* **Выбранный отрывок**
=-=-=-=-=
После рождения, младенцем, я жил в Новосибирске, куда из разных мест – из Отрошки под Воронежем, где отец работал до войны помощником начальника железнодорожной станции, из Москвы, где обитали мои тетки и дядьки – была эвакуирована вся моя родня по матери. Там мы просуществовали в бревенчатом бараке до конца войны. Никаких воспоминаний об этом, действительно великом, событии не осталось, ведь в мае сорок пятого мне не было двух лет. Хотя кое-что из времени даже более раннего помню. Например, у меня была кофточка с медными пуговицами, а на пуговицах якоря. Я ее очень любил и называл «испосылка». То есть, видимо, она была из американских посылок, которыми простые американцы помогали простым русским в борьбе против общего врага. Это шло помимо ленд-лиза, кроме «Виллисов», «Студебеккеров», тушенки и прочей военной помощи на государственном уровне…
Отец закончил войну старшим лейтенантом с двумя орденами Красной Звезды и без единой царапины, если не считать сломанной ключицы и сотрясения мозга от шпал. Повезло невероятно – провоевал от звонка до звонка в действующей армии и остался в живых. Повезло тогда – как потом везло не один раз – и мне: отец вернулся. Большинство-то пацанов моего и предыдущего поколения остались безотцовщиной.
=-=-=-=-=
* **Исходные строки**
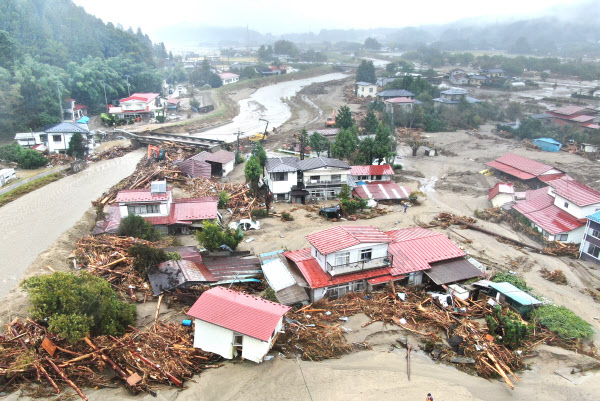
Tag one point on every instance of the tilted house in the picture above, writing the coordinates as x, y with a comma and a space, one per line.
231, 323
=-=-=-=-=
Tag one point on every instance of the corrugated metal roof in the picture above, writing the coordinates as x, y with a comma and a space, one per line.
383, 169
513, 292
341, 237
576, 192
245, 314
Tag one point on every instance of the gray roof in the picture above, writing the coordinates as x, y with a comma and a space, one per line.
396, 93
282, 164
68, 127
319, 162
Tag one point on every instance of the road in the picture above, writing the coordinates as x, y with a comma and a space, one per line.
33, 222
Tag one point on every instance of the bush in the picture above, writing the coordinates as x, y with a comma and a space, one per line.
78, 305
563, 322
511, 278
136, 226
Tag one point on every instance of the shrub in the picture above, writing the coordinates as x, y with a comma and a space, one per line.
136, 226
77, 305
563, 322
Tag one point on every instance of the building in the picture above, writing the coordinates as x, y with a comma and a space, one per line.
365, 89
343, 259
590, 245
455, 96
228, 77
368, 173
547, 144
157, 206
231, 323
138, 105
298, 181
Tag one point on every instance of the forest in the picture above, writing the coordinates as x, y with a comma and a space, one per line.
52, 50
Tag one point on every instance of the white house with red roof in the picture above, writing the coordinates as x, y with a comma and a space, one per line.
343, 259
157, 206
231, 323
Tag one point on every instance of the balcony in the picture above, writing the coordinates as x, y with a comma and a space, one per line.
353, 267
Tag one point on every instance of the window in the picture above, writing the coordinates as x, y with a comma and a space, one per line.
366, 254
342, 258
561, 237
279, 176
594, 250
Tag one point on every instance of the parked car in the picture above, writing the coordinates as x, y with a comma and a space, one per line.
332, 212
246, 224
=-=-=-=-=
* **Условие задания**
Ответьте по выбранному отрывку на три вопроса, пронумеровав ответы так же, как вопросы:
1. Кем и где работал отец до войны?
2. Как называлась любимая кофточка с медными пуговицами?
3. В каком звании и с какими наградами отец закончил войну?

* **Полный ответ**
1. Помощником начальника железнодорожной станции в Отрошке под Воронежем.
2. «Испосылка».
3. Старшим лейтенантом, с двумя орденами Красной Звезды.